==== Document text
Evaluator on Kubernetes
Driver | |
---|---|
Approver | |
Contributors | |
Other stakeholders | |
Objective | |
Time frame | |
Key outcomes | |
Key metrics | |
Status | Not started In progress Stalled Complete |
GitHub repo | |
Slack channel | |
Designated meeting | |
Released force field | |
Publication |
Problem Statement and Objective
Get Evaluator running on Kubernetes smoothly, such that we can practically use it for a vdW fit.
Scope
Must have: |
|
---|---|
Nice to have: |
|
Not in scope: |
Overview
Currently the way an Evaluator fit works is that it gets started on a local laptop with ForceBalance, which under the hood uses an EvaluatorClient to communicate with an EvaluatorServer. On an HPC the EvaluatorServer can be local too, but it appears intended to be set up to be remote. What is most important is that the EvaluatorServer has access to the same filesystem as the Dask workers. The Dask cluster is set up via the calculation_backend.
To deploy on NRP:
As mentioned, the EvaluatorServer must have access to the same file system as the workers. That means it must also be remote. It is a separate Kubernetes item to a DaskCluster. Ideally it is a deployment. I’m not sure the consequences if the connection between an EvaluatorServer and local Client is broken, but with progress saved on the shared filesystem and locally there should be ways to keep going.
We don’t have permissions to set up a Dask Cluster through the EvaluatorServer on a remote deployment, because we don’t have permissions to set up a dask cluster on an existing k8s pod. That means we have to create two Evaluator backends:
The “real” one, which deploys the workers and scheduler on NRP and sets up adaptive scaling (e.g. https://github.com/lilyminium/openff-evaluator/blob/368341c3c465e5269508906e9c3ef8623d7fa9ae/openff/evaluator/backends/dask_kubernetes.py#L218)
The communication one for the EvaluatorServer, which simply connects the server to the existing DaskCluster on NRP through the scheduler port (e.g. https://github.com/lilyminium/openff-evaluator/blob/368341c3c465e5269508906e9c3ef8623d7fa9ae/openff/evaluator/backends/dask_kubernetes.py#L359)
Step-by-step the process is:
Create a PVC on NRP to serve as the filesystem
Create and start a DaskCluster on NRP, with the PVC mounted
Create a deployment with an EvaluatorServer that connects to the DaskCluster scheduler
Start the EvaluatorServer
Port-forward the EvaluatorServer port so ForceBalance can connect to it via localhost
Run ForceBalance
(optional) port-forward the dashboard to monitor jobs
Stopping:
Stop the EvaluatorServer and DaskCluster (order doesn’t matter)
Stop the PVC
Resources
The current way I’ve been partitioning GPU/CPU jobs is with resources (https://distributed.dask.org/en/latest/resources.html). I have been clumsily hardcoding --resources GPU=1,notGPU=0
and --resources GPU=0,notGPU=1
onto my GPU/CPU workers respectively, and specifying resources for individual tasks: https://github.com/lilyminium/openff-evaluator/blob/368341c3c465e5269508906e9c3ef8623d7fa9ae/openff/evaluator/backends/dask_kubernetes.py#L186-L203 . Another way to do it, I believe, is just by specifying which workers are allowed to act on the task.
========
==== Information shown
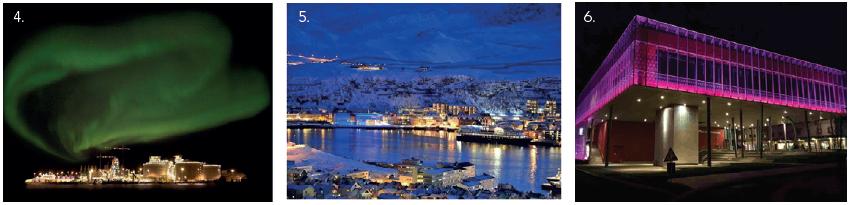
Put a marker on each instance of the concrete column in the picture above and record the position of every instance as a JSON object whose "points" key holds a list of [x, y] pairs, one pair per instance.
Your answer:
========
==== Information shown
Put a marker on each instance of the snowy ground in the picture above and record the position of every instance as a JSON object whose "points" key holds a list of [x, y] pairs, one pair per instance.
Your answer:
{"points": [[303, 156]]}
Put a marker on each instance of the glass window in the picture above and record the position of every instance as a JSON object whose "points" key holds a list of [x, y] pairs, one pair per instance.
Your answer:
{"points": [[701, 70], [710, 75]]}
========
==== Information shown
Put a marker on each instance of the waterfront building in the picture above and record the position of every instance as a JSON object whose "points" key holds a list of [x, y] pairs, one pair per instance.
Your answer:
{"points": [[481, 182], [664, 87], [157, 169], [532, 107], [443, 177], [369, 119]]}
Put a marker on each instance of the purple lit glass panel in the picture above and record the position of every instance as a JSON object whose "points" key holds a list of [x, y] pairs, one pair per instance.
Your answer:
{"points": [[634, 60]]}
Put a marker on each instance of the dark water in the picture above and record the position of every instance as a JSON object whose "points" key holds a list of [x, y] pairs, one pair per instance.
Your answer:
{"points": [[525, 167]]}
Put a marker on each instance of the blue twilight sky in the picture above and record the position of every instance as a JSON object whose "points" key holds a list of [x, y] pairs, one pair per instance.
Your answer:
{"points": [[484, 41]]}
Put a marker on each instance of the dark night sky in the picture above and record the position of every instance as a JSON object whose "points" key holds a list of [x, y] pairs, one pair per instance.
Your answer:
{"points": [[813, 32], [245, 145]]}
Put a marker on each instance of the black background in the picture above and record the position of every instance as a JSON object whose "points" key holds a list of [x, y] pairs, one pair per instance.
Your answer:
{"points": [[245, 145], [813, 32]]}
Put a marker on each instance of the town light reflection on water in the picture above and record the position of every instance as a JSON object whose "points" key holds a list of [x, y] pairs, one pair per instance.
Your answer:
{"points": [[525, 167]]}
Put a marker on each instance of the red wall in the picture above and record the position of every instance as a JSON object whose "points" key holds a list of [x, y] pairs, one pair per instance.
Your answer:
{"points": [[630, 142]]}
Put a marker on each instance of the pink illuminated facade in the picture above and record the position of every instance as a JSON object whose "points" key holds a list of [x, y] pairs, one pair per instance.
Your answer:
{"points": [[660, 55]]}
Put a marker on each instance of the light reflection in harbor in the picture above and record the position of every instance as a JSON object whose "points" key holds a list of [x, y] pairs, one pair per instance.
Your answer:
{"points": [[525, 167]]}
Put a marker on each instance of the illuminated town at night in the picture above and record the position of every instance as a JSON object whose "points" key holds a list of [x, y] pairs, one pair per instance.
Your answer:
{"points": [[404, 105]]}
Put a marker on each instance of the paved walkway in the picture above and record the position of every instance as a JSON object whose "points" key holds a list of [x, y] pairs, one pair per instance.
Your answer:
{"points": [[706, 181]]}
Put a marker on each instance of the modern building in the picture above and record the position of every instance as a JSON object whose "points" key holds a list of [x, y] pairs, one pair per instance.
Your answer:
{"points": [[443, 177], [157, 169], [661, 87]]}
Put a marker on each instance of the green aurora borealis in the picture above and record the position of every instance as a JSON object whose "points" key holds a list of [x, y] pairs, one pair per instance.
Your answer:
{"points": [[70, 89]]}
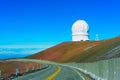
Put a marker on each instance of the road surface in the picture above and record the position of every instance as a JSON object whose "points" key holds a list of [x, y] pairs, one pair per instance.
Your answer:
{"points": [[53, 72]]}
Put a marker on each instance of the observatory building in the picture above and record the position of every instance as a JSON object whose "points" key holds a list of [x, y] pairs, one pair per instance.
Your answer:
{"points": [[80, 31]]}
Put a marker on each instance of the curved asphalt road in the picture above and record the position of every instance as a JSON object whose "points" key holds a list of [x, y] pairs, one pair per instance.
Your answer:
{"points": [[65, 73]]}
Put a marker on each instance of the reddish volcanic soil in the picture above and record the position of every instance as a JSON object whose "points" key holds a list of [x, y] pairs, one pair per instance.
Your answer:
========
- [Challenge 1]:
In the Evaluator on Kubernetes document, what must the EvaluatorServer have access to?
- [Challenge 2]:
Carry the Evaluator on Kubernetes document further, starting after its last sentence.
The entries play no part in this work.

- [Exercise answer 1]:
The same filesystem as the Dask workers.

- [Exercise answer 2]:
Adaptability
Currently I’ve been creating one DaskCluster with the “default” GPU worker group and an additional “cpu” worker group. However, adaptive scaling can only apply to the default group. If we wanted adaptive scaling for the CPU worker group too, what may be cleaner and more elegant is having separate clusters for each worker type. This may not be possible with how the tasks are linked, however. Here is a short discussion on the merits (https://github.com/dask/dask-gateway/issues/285)
On GPU utilization (and adaptability)
On test runs with Evaluator, GPUs sit idle for some time and then bounce up and down in utilisation
Visualisation of full idleness around 9.45, and bouncing during regular execution
The bouncing should reduce on a proper run with longer simulation time
However, the initial idleness is frustrating and worrisome… to an extent. On test runs it’s ~15 min, anticipate it going up to 30 min before first GPU jobs start to run.
From a preliminary look, I believe this is because all tasks get submitted at once (could be 100% wrong of course)
Evaluator creates a graph of protocol dependencies and submits them, in order, all at once
The presence of GPU-required tasks tells the DaskCluster to scale up the number of workers, not realising that it has to wait for CPU tasks to finish executing first. Hence why the adaptability appears to not be working
Briefly looked into maybe waiting to submit later jobs, but seemed too hard
Project Approaches
References
I ran a proof of concept with python run-job.py
:
It copies across
server-existing.py
for the EvaluatorServerThe spec of the DaskKubernetes cluster is almost fully documented in`cluster-spec.yaml` – the cpu workers are not present.
Based off this branch: https://github.com/lilyminium/openff-evaluator/blob/add-kubernetes-backend
(although as seen in the script I gave up on updating it and iterated on DaskKubernetesBackendMod in the script instead)